» **Exercise materials**:
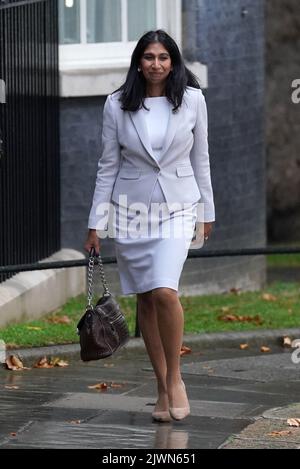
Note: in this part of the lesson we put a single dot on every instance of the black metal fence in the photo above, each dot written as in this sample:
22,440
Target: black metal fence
29,132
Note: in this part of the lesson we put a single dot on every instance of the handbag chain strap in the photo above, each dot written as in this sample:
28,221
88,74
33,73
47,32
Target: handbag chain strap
90,277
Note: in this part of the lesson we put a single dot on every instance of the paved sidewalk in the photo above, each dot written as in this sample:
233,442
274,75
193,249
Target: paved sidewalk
239,399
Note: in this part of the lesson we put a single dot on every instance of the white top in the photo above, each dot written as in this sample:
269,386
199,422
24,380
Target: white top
157,121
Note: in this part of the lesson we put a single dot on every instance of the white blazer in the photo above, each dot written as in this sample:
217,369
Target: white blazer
127,165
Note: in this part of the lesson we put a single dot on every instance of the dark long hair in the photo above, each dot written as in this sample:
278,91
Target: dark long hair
133,90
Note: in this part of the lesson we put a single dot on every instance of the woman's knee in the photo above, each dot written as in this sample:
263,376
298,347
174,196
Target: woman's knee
164,296
145,300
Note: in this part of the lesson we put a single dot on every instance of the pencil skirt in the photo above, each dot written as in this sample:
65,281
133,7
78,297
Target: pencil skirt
152,245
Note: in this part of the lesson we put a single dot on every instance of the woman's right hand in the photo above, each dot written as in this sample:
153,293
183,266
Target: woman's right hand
92,241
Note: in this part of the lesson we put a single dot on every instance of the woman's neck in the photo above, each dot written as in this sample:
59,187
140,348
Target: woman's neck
155,91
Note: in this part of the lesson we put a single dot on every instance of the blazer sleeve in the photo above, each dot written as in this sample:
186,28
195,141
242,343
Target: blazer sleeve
199,157
108,166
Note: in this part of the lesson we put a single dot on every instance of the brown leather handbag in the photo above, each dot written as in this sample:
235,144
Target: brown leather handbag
102,329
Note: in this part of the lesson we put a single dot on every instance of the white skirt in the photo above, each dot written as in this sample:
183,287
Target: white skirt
151,248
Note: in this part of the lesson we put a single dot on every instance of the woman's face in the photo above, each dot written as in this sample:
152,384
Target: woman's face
156,63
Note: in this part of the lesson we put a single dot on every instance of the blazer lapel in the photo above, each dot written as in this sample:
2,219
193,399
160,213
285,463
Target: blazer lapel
171,129
141,128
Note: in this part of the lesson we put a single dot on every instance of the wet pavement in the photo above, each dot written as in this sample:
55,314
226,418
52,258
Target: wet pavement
238,398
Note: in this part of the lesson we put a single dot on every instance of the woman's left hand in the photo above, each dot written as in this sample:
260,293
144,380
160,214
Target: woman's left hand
207,230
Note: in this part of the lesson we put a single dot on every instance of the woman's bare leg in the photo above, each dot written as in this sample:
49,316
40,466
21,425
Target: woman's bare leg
147,318
170,323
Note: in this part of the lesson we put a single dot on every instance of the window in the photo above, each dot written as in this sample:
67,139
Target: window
105,31
105,20
97,38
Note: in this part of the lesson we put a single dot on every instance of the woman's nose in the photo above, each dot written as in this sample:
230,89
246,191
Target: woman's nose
156,63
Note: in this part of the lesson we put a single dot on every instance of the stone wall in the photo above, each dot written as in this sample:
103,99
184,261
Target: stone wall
282,119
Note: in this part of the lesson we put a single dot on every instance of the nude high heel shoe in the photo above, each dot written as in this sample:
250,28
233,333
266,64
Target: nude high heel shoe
161,416
179,413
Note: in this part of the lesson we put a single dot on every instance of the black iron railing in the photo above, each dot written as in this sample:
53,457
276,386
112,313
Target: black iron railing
29,132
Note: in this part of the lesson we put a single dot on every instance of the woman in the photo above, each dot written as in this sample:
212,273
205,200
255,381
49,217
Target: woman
155,151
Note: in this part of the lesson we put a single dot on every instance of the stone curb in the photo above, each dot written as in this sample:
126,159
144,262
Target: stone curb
205,341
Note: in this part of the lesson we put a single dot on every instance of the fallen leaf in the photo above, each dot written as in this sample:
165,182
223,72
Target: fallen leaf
116,385
268,297
10,346
287,342
280,433
293,422
244,346
59,320
16,361
239,318
185,350
13,363
225,309
99,386
265,349
43,363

» **Exercise objective**: Pictures aside, return all of the material exactly as written.

» **Answer to this task**:
Note: in this part of the lesson we put a single dot on every instance of the black metal fence in the photo above, each dot written as in this sample:
22,440
Target: black metal fence
29,132
Note: in this part of the lesson we put a single dot on every instance of the handbag chain strap in the photo above, each dot written as in this sample:
28,221
88,74
33,73
47,32
Target: handbag chain strap
90,277
Note: in this part of the lesson we put a single dot on every instance of the paved sidewalk in the photo above, each dot written as in this sample:
233,442
274,75
193,249
Target: paved sidewalk
239,399
Note: in this part of the lesson we put a single dot on every instance of the white top in the photo above, each dot written as in this sample:
269,386
199,422
24,380
Target: white top
157,121
Note: in this part of the lesson we put a single dot on every instance of the white blazer in the photo above, each dot written as in this sample:
217,369
Target: white blazer
127,165
Note: in this part of the lesson we put a single dot on every instance of the dark long hair in the photo above, each dot written as in this sample:
278,91
Target: dark long hair
133,90
Note: in this part of the lesson we put a single dot on every instance of the woman's knee in the photo above, each dot written as in this sample:
263,376
298,347
174,196
Target: woman's knee
164,296
145,300
Note: in this part of the lesson we put a single dot on every instance of the pencil skirt in the photo above, each dot written as in this sample:
65,281
133,7
78,297
Target: pencil skirt
152,245
Note: in this part of the lesson we put a single dot on every instance of the woman's right hand in the photo above, each dot written as in this sample:
153,293
183,266
Target: woman's right hand
92,241
Note: in this part of the lesson we put a single dot on every instance of the woman's neck in the photo above, each dot written as in this sample:
59,187
140,348
Target: woman's neck
155,91
Note: in this part of the lesson we put a single dot on every instance of the blazer sleeve in the photo above, each dot written as in this sample:
186,28
195,141
242,343
Target: blazer sleeve
199,157
108,166
Note: in this part of the lesson we put a single dot on every instance of the brown leather handbag in the photo above, each dot written as in this sample:
235,144
Target: brown leather handbag
102,329
Note: in this part of the lesson we put a single dot on every instance of the white skirt in the photo above, each dot written as in this sample:
183,287
Target: white skirt
151,248
Note: in this part of the lesson we put a single dot on every instance of the woman's face in the photo above, each dot written as in this sample:
152,384
Target: woman's face
156,63
Note: in this part of the lesson we put a single dot on every instance of the blazer lapel in the photo above, each dot written as in this sample:
2,219
193,399
160,213
285,463
Target: blazer lapel
171,129
141,128
Note: in this part of the lesson we put a single dot on every instance of the wet pavement in the photo above, each dot written as in this sample:
55,314
226,418
52,258
Target: wet pavement
238,398
Note: in this part of the lesson we put a single dot on every instance of the woman's left hand in the photo above, each dot written as in this sample:
260,293
144,380
160,214
Target: woman's left hand
207,230
Note: in this part of the lesson we put a single dot on every instance of the woman's bare leg in the photo above, each dot written as in this sample:
49,316
40,466
21,425
Target: woman's bare leg
147,318
170,323
Note: in this part of the lesson we put a single dot on every instance of the window in the photo above, each dot written as in this sample:
67,139
Target: window
105,31
105,20
97,38
Note: in this part of the lesson we put a single dot on every instance of the woman's nose in the photo above, each dot written as in this sample:
230,89
246,191
Target: woman's nose
156,63
Note: in this part of the lesson we put a single dot on every instance of the stone wall in the photo above, each dot written as in this sample:
103,99
184,261
Target: stone wall
282,119
Note: in this part of the lesson we put a single dot on every instance of the nude high heel shoe in the photo above, each dot written as in this sample:
250,28
233,333
266,64
Target: nude high heel shoe
161,416
179,413
Note: in this part of the lesson we put a single dot on every instance of the black iron railing in the photo above, each dot written as in this sample:
53,457
276,386
112,313
Target: black iron railing
29,132
Note: in this part of the lesson we put a single dot on every instance of the woman in the photo above, each dot written as in this sample:
212,273
205,200
255,381
49,217
Target: woman
155,151
Note: in this part of the lesson we put a single dot on every instance of the stone curb in the photo above, each dot written as in this sample:
126,159
144,262
Target: stone curb
205,341
Note: in this part of the lesson we put a single dot on every instance of the fallen leaf in the photo above, each dot written as in this sample:
165,182
223,72
Target: fallen leaf
116,385
268,297
10,346
287,342
280,433
293,422
244,346
59,320
16,361
239,318
185,350
13,363
225,309
99,386
265,349
43,363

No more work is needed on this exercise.